=== TASK GOAL ===
Could you write out the records below exactly as they appear, leaving out any pictures?

====== INFORMATION SHOWN

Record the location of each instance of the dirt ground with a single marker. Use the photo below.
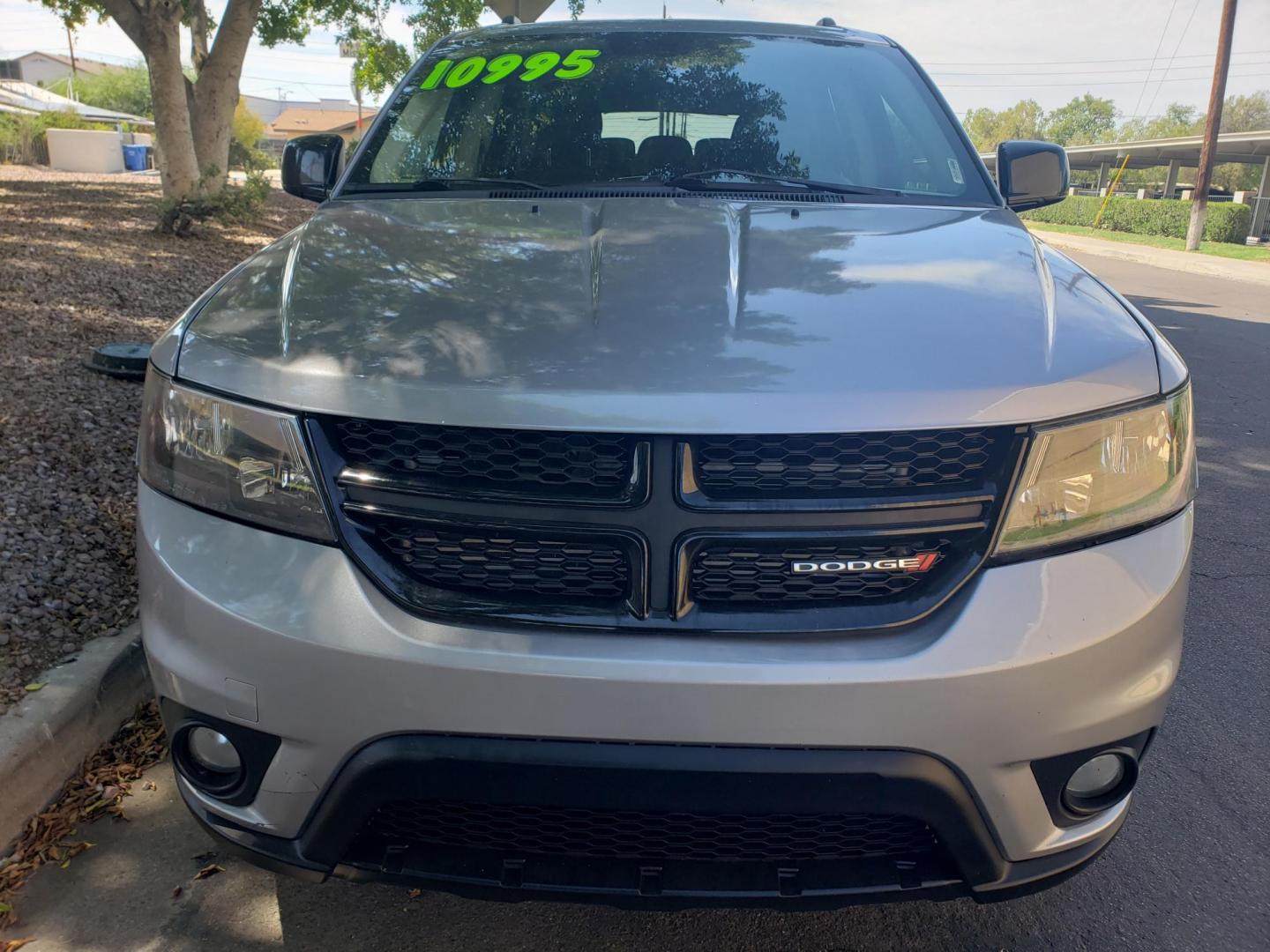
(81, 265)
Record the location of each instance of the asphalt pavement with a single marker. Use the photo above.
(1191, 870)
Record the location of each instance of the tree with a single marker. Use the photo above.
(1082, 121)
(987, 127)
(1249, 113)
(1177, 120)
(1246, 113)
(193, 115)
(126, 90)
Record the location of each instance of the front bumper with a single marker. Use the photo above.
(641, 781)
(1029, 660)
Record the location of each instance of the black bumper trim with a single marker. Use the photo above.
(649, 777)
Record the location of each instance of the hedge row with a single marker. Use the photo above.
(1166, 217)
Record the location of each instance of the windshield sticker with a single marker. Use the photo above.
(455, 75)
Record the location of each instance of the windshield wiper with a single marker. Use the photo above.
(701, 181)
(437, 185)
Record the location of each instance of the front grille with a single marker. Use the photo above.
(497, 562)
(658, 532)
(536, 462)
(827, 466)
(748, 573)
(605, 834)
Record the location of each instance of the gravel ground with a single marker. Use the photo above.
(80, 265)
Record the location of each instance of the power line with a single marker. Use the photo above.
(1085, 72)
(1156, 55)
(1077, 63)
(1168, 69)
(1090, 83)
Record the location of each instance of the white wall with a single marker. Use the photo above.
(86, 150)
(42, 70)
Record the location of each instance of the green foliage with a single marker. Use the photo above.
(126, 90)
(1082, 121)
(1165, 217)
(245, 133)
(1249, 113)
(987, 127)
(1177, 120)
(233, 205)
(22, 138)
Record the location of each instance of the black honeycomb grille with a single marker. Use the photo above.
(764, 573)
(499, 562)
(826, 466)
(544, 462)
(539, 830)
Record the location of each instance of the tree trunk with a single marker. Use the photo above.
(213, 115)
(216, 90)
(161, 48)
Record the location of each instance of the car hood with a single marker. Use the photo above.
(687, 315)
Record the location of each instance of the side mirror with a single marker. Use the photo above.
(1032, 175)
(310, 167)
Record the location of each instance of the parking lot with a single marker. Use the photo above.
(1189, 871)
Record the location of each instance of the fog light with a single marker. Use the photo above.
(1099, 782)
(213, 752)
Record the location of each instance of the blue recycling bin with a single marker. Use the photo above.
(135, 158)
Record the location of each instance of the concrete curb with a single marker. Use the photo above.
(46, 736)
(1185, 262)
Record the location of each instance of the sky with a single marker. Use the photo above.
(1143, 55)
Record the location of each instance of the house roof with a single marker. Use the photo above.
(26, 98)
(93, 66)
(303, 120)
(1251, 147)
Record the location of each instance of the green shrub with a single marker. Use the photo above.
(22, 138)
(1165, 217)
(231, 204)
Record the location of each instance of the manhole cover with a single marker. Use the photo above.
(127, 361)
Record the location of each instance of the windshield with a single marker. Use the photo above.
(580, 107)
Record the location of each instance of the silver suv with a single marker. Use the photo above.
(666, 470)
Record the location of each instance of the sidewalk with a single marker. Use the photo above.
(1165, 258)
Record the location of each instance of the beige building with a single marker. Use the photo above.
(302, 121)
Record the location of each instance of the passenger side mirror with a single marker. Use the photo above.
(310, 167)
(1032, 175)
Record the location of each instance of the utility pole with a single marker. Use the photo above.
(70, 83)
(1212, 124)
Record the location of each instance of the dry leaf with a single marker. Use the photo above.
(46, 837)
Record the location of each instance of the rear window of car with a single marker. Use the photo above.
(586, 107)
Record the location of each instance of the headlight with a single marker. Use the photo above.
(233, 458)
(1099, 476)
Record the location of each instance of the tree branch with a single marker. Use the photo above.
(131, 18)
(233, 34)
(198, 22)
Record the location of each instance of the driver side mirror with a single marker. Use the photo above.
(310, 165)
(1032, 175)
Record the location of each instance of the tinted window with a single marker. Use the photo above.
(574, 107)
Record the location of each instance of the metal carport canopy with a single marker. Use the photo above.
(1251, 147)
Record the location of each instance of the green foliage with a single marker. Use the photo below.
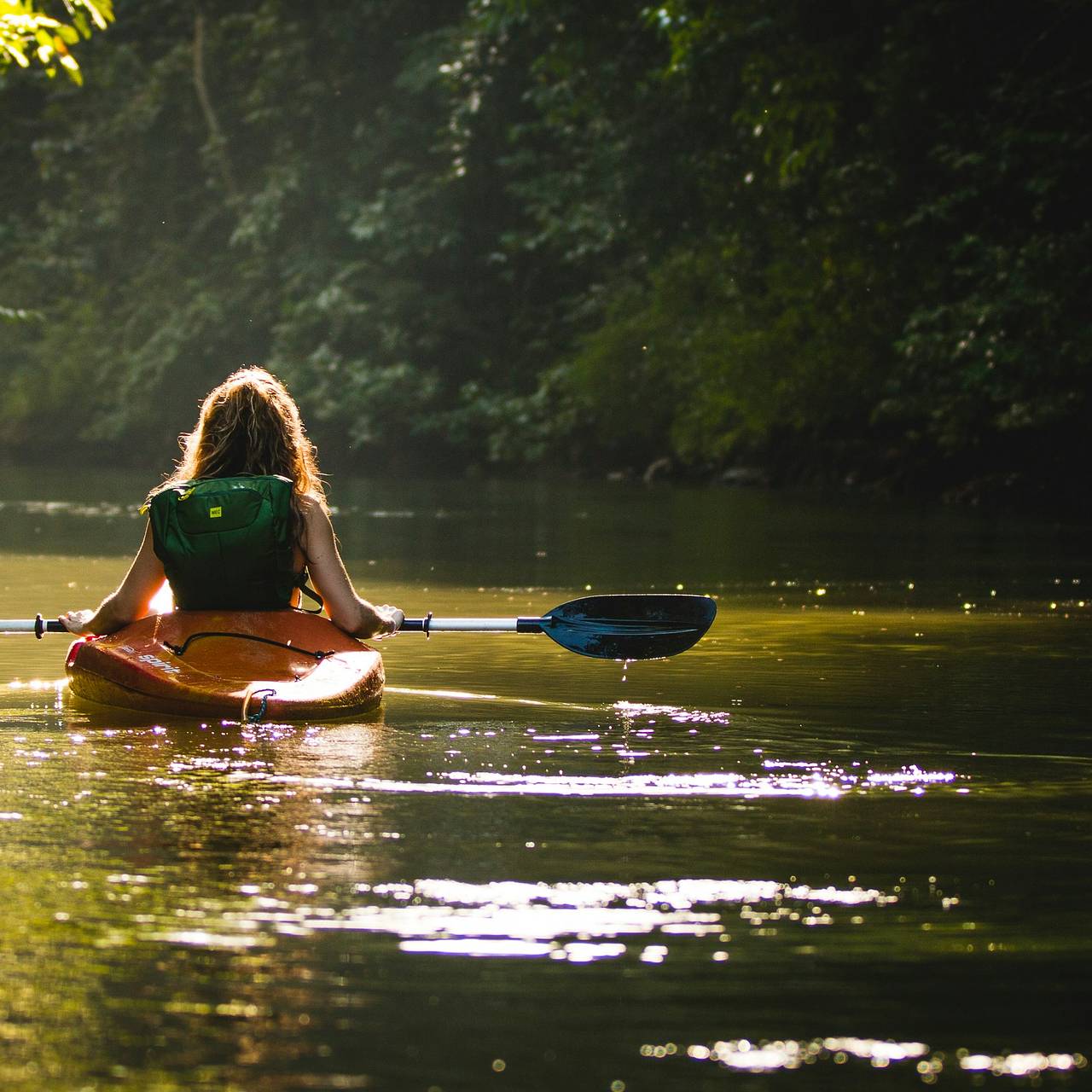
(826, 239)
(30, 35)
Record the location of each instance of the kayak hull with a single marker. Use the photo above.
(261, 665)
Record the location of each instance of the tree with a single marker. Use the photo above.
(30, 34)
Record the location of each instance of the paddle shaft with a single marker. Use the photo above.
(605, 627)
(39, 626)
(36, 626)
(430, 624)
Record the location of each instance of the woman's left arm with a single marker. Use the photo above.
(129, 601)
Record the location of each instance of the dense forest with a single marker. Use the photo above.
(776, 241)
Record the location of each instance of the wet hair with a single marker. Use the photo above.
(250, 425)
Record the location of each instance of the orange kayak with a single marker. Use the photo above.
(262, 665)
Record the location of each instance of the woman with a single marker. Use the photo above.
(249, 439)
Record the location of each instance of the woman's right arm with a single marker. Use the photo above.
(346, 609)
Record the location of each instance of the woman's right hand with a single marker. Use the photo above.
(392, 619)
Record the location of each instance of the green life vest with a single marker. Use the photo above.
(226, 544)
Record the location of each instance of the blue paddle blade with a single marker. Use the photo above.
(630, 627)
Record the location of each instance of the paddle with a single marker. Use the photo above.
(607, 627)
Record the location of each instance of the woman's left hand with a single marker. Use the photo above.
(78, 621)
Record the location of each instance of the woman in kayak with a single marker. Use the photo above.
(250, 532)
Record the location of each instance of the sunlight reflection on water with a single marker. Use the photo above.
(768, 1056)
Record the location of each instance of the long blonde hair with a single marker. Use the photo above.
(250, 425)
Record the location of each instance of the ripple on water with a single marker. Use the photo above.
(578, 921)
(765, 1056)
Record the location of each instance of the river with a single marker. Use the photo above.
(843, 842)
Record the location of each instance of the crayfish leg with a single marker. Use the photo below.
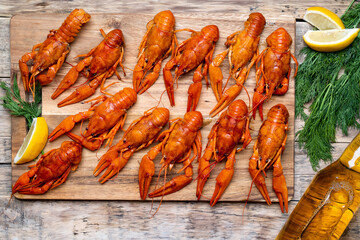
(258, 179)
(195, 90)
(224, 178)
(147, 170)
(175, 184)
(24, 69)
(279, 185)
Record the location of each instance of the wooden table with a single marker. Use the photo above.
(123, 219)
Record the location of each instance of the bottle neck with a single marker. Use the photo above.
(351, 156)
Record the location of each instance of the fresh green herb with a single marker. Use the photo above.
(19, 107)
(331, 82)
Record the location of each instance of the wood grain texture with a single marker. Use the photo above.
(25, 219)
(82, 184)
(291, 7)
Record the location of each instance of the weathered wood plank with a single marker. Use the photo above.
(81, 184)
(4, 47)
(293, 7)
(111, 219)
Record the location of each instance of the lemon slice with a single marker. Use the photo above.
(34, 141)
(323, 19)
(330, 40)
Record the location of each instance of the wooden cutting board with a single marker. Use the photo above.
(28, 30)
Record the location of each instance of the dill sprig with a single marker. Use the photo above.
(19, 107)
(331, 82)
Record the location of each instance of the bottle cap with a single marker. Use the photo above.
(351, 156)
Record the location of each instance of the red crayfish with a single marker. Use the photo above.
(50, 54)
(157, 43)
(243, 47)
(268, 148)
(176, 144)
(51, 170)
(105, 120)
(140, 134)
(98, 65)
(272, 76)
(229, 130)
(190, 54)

============

=== TASK SOLUTION ===
Record the location of each instance of the dirt ground with a single marker. Use the photo below.
(81, 265)
Record the location of each instance of the asphalt pavement with a single marker. Use the photo above.
(1191, 870)
Record the location of each instance of the tree with a single marker. Use the photo above.
(1082, 121)
(987, 127)
(1249, 113)
(1177, 120)
(1246, 113)
(193, 115)
(126, 90)
Record the location of each instance of the front bumper with a single marker. Use the photo above.
(641, 781)
(1029, 660)
Record the location of each instance of the black bumper trim with a single marker. Use the photo above.
(649, 777)
Record the location of each instance of the hedge row with a single marker. Use the photo above.
(1166, 217)
Record the location of each instance of the windshield sticker with a single marker. Use the photo above.
(455, 75)
Record the location of each instance of the windshield wiper with a single marker. Use the photo above.
(701, 181)
(437, 185)
Record the location of each instance of the front grille with a single marker. Use the photo above.
(497, 562)
(658, 532)
(536, 462)
(827, 466)
(748, 573)
(605, 834)
Record the location of each instance of the gravel ground with a single marker. Use the photo above.
(80, 265)
Record the location of each instance of the power line with a single marker. Use the photo above.
(1085, 72)
(1156, 55)
(1077, 63)
(1168, 69)
(1090, 83)
Record the location of each instance of the white wall with a single marker. Use the photo above.
(86, 150)
(42, 70)
Record the location of each instance of the green foliage with a single marker. Use the photo above.
(126, 90)
(1082, 121)
(1165, 217)
(245, 133)
(1249, 113)
(987, 127)
(1177, 120)
(233, 205)
(22, 138)
Record the location of each instance of the black honeycomb grille with a single marker. Use the photo above.
(764, 573)
(499, 562)
(826, 466)
(544, 462)
(539, 830)
Record the location of each instance of the tree trunk with a single marker. Use the photo above.
(213, 115)
(216, 90)
(161, 48)
Record the location of each instance of the car hood with a single marker. Use the photo above.
(687, 315)
Record the location of each instance of the side mirror with a single marker. Use the photo above.
(1032, 175)
(310, 167)
Record the location of each instance of the parking lot with a single marker. Use the photo above.
(1189, 871)
Record the location of each instance of the fog light with a single marker. Use the photo above.
(1099, 782)
(213, 752)
Record the location of each instance of the blue recycling bin with a single marker. Use the photo above.
(135, 158)
Record the location of each instance of the concrete curb with a single marker. Use the photo above.
(46, 736)
(1185, 262)
Record the location of each instance of the sky with a single marker. Use the photo above.
(1143, 55)
Record the location of each instance of the house roof with a single marker. Use the photo above.
(26, 98)
(93, 66)
(303, 120)
(1251, 147)
Record the location of each instance of the green shrub with a single marker. Use the photo above.
(22, 138)
(1165, 217)
(231, 204)
Record the location of each instance of the manhole cover with a single marker. Use the photo above.
(127, 361)
Record the location of each instance of the windshield with a single marker. Use the photo above.
(580, 107)
Record the location of each instance of the silver suv with a single marker. Use the photo above.
(666, 470)
Record the location of each instance of the sidewalk with a single marker. Use the photo above.
(1165, 258)
Record the location of each instance of the beige building with a single marker. Use the photo above.
(302, 121)
Record the location of each instance of the passenger side mirror with a single marker. Use the photo above.
(310, 167)
(1032, 175)
Record the location of each instance of the utility pole with a single marker. Use the photo above.
(70, 83)
(1212, 124)
Record the location of each instance of the dry leaf with a single marker. Use the photo above.
(46, 837)
Record the location of each instance of the rear window of car with a single marker. Use the photo above.
(586, 107)
Record the location of each instance of the headlight with a single marker. Use the photo above.
(233, 458)
(1099, 476)
Record the location of each instance of the tree branch with a single marker. Use the photo above.
(131, 18)
(233, 34)
(198, 22)
Record the location of each instance of the driver side mirror with a single marker. Use the photo above.
(310, 165)
(1032, 175)
Record the location of each instance of the tinted window with a single marker. Use the photo above.
(574, 107)
Record the location of each instance of the metal carport canopy with a single marker. Use the photo above.
(1251, 147)
Record the location of each instance of the green foliage with a single marker. Use the photo below.
(826, 239)
(30, 35)
Record the location of each instance of the kayak hull with a single marker. Use the photo above.
(261, 665)
Record the location of each instance of the tree with a single marker. Use the photo above.
(30, 34)
Record the location of each instance of the paddle shaft with a single marker. Use the photo above.
(605, 627)
(39, 626)
(36, 626)
(430, 624)
Record the location of each instance of the woman's left arm with a single marker. Use the photo above.
(129, 601)
Record the location of each instance of the dense forest with a single marker. Use the photo above.
(776, 241)
Record the location of each instance of the wet hair with a single marker. Use the photo above.
(250, 425)
Record the location of each instance of the orange kayak with a single marker. Use the photo above.
(262, 665)
Record the location of each instance of the woman with a single marker. Use the photo above.
(249, 439)
Record the location of each instance of the woman's right arm with a single marker. Use the photo above.
(346, 609)
Record the location of each instance of the woman's right hand with a single marker. Use the photo above.
(392, 619)
Record the location of each instance of the green life vest with a single marker. Use the photo above.
(226, 544)
Record the location of each instance of the blue paddle blade with a single marker. Use the photo above.
(630, 627)
Record the location of each instance of the paddle with a single marker. Use the photo above.
(607, 627)
Record the location of each instance of the woman's left hand with a single marker. Use the photo above.
(78, 621)
Record the location of each instance of the woman in kayak with a single marker. Use the photo above.
(250, 532)
Record the location of each instance of the sunlight reflection on water with a single marker. Use the photo above.
(768, 1056)
Record the location of each instance of the long blonde hair with a single marker. Use the photo above.
(250, 425)
Record the location of each instance of the ripple on water with a single marker. Use the photo above.
(578, 921)
(765, 1056)
Record the location of each instance of the river with a single marker. Use the photo above.
(843, 842)
Record the location of each instance of the crayfish leg with a single marker. Use the photo below.
(258, 179)
(195, 90)
(224, 178)
(147, 170)
(175, 184)
(24, 69)
(279, 185)
Record the location of each instance of the wooden table with a single marker. Use the photo above.
(123, 219)
Record the location of each instance of the bottle neck with a single marker. Use the photo above.
(351, 156)
Record the location of each instance of the fresh green herb with a single marker. Use the photo above.
(19, 107)
(331, 82)
Record the location of each instance of the wood grain texture with a single marker. Use the photo above.
(25, 219)
(82, 184)
(291, 7)
Record the location of each instance of the weathered wood plank with a single marker. Use the photo above.
(81, 184)
(4, 47)
(293, 7)
(111, 219)
Record the location of each instance of the lemon slice with a single marker. Use the photo above.
(34, 141)
(323, 19)
(330, 40)
Record the location of each instance of the wooden cutting board with a single marker. Use the photo above.
(28, 30)
Record the location of each instance of the dill sprig with a single marker. Use the photo above.
(19, 107)
(331, 82)
Record the location of each instance of the bottle cap with a single marker. Use the photo above.
(351, 156)
Record the location of each instance of the red crayfish with a single marker. Use the photo above.
(50, 54)
(157, 43)
(243, 47)
(268, 148)
(176, 144)
(51, 170)
(105, 120)
(140, 134)
(98, 65)
(272, 76)
(229, 130)
(190, 54)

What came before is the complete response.